Ketentuan Tugas
**a)** Terjemahkan kalimat dari ulasan film ini ke dalam bahasa Inggris: "James Wan yang duduk dibangku sutradara dan Leigh Whannell yang selain menulis cerita juga ikut “narsis” seperti yang dia lakukan di “SAW”, membuktikan jika Amerika masih bisa membuat film yang…sayangnya…begitu seram."
**b)** Tuliskan setiap nama orang yang disebut dalam ulasan film ini.
**c)** Ulangi persis bagian ulasan film ini mulai dari "Jika beberapa tahun" hingga dan termasuk "berteriak histeris ketakutan.".

Cuplikan Halaman
▬▬▬▬▬▬

Kebetulan atau bagaimana, kejadian yang menimpa Dalton kemudian
berbuntut pada kejadian-kejadian supernatural yang saling bergantian hadir mengganggu keluarga Josh.
Jika beberapa tahun ini Amerika juga gemar melucuti nyali kita dengan film-film slasher yang
berjamur sejak kesuksesan SAW, walau saya tidak akan pernah bosan
disajikan potongan-potongan tubuh berlumuran darah, yang selalu saya
respon dengan tarian penuh kegirangan memutari isi perut yang dijadikan
api unggun. Jujur saya rindu dengan film-film horor yang sanggup membuat
nyali ini menutup wajahnya dan mental ini berteriak histeris ketakutan.
Amerika pernah melakukan itu dengan horor-horor klasiknya, sampai
akhirnya dibuat bungkam dengan horor Asia, yah walau keduanya sebetulnya
memiliki gaya yang berbeda dalam urusan menakuti penonton. “Insidious”
syukurnya menjawab kerinduan tersebut, duo James Wan dan Leigh Whannell
yang sama-sama pernah bekerja sama dalam “SAW”, kembali berduet tidak
lagi menghadirkan horor yang hanya buang-buang bergalon-galon darah,
tetapi menantang penonton apakah mereka berani membuka mata ketika rumah
hantu versi mereka dari awal memang punya misi untuk memaksa kita
menutup mata. James Wan yang duduk dibangku sutradara dan Leigh Whannell
yang selain menulis cerita juga ikut “narsis” seperti yang dia lakukan
di “SAW”, membuktikan jika Amerika masih bisa membuat film
yang…sayangnya…begitu seram.
Tidak dipungkiri memang jika “Insidious”

▬▬▬▬▬▬

Data

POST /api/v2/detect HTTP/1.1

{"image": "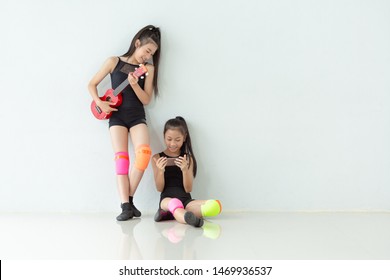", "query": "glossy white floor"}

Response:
[0,212,390,260]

▬▬▬▬▬▬

Jawaban Lengkap
**a)** James Wan, who sits in the director's chair, and Leigh Whannell, who besides writing the story also gets "narcissistic" as he did in "SAW", prove that America can still make a film that…unfortunately…is so scary.

**b)** Dalton, Josh, James Wan, Leigh Whannell

**c)**
Jika beberapa tahun ini Amerika juga gemar melucuti nyali kita dengan film-film slasher yang
berjamur sejak kesuksesan SAW, walau saya tidak akan pernah bosan
disajikan potongan-potongan tubuh berlumuran darah, yang selalu saya
respon dengan tarian penuh kegirangan memutari isi perut yang dijadikan
api unggun. Jujur saya rindu dengan film-film horor yang sanggup membuat
nyali ini menutup wajahnya dan mental ini berteriak histeris ketakutan.